■ WHAT TO DO
Reproduce the passage in the significant events text from "o Interest rate of 11 percent" to "Depositary Receipt (GDR).".

■ EXTRACT TO READ
____

SIGNIFICANT EVENTS FOLLOWING THE END OF THE REPORTING PERIOD

 

April

· On 15 April 2020, the Board of Directors approved the attraction of KZT 15 billion within the existing credit line with Halyk Bank of Kazakhstan JSC, to replenish working capital and investments. The term of this loan facility is 36 months with an interest rate not exceeding 11.5 percent per annum.

 

Halyk Bank of Kazakhstan JSC confirmed the reduced interest rates for the KZT 42 billion open credit line:

o Interest rate of 11 percent per annum on loans up to 12 months;

o Interest rate of 11.5 percent per annum on loans up to 36 months (previously 13.0 percent per annum).

 

· On 15 April 2020, the Board of Directors recommended the annual dividend in the amount of KZT 9 billion, or KZT 45 per ordinary share and per Global Depositary Receipt (GDR).

 

According to Kcell's dividend policy, the amount of annual dividends on the Company's shares should not be less than 50 percent and not more than 100 percent of the Company's net cash flow for the previous financial year (cash flow from operations and investments). Given that the Company's free cash flow for 2019 amounted to KZT 16.443 billion and net profit of KZT 10.117 billion, the Kcell Board of Directors recommends distribution of KZT 9 billion as dividends for 2019.

 

The proposed record date of shareholders entitled to receive the dividends is the first Sunday following the date of the Company's Annual General Meeting of shareholders (AGM) (00:00 Almaty time). The proposed date for the dividend payment is the next working day after the date of compiling a list of shareholders entitled to receive dividends; and within 80 days from the proposed dividend payment date.

 

The dividend amount, the proposed record date of shareholders entitled to receive dividends, and the proposed date of commencement of dividend payment are subject to the AGM's approval.

 

· The Board of Directors approved a decision to convene the AGM on 28 May 2020 at 15:00 AM (Almaty time) at the following address: 2G, Timiryazev Street, Almaty, 050013, Republic of Kazakhstan. Registration of the participants will start at 14:00 AM (Almaty time).

 

In the event that the initial AGM does not take place, it will be rescheduled for 29 May 2020 at 15:00 AM (Almaty time).

 

Shareholders registered as at the record date of 20 April 2020 (00:00 Almaty time) will be eligible to participate in the AGM. The AGM will be held in person.

 

To register, participants will need to provide identification document and trustees are required to present a power of attorney to participate in the meeting with the right to vote.

 

The AGM agenda:

o Approval of Kcell JSC Annual Financial Statements for 2019;

o Approval of the distribution of Kcell JSC net income for the financial year, the decision on the dividend payment on ordinary share and the size of the dividend payout per one ordinary share;

o Approval of Regulation on the Board of Directors of Kcell JSC.

____

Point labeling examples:
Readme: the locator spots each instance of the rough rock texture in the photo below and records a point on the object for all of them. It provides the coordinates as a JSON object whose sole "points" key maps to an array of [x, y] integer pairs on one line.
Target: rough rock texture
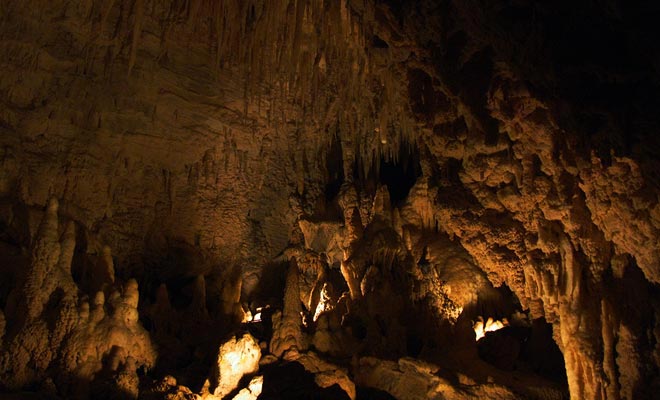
{"points": [[236, 358], [415, 380], [445, 159], [54, 333]]}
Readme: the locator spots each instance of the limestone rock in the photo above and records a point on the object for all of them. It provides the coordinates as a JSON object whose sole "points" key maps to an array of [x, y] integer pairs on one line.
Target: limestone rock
{"points": [[237, 358]]}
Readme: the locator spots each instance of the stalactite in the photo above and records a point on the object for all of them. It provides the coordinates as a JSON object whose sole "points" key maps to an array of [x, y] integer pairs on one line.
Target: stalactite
{"points": [[137, 31]]}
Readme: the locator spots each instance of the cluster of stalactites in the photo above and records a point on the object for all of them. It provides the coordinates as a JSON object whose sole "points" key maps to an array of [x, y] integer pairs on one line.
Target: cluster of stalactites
{"points": [[307, 61]]}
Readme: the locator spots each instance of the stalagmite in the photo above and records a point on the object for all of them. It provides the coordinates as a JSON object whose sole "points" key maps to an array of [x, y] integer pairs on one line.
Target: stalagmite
{"points": [[288, 338], [360, 185]]}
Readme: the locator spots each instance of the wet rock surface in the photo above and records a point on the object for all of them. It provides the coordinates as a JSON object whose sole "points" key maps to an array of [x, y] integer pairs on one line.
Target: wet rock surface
{"points": [[370, 177]]}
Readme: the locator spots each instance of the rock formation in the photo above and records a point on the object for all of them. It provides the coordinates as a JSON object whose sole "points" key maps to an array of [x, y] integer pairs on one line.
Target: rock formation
{"points": [[377, 177]]}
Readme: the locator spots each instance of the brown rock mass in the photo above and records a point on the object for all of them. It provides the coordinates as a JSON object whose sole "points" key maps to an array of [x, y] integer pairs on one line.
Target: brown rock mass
{"points": [[361, 182]]}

____

■ ANSWER
o Interest rate of 11 percent per annum on loans up to 12 months;

o Interest rate of 11.5 percent per annum on loans up to 36 months (previously 13.0 percent per annum).

 

· On 15 April 2020, the Board of Directors recommended the annual dividend in the amount of KZT 9 billion, or KZT 45 per ordinary share and per Global Depositary Receipt (GDR).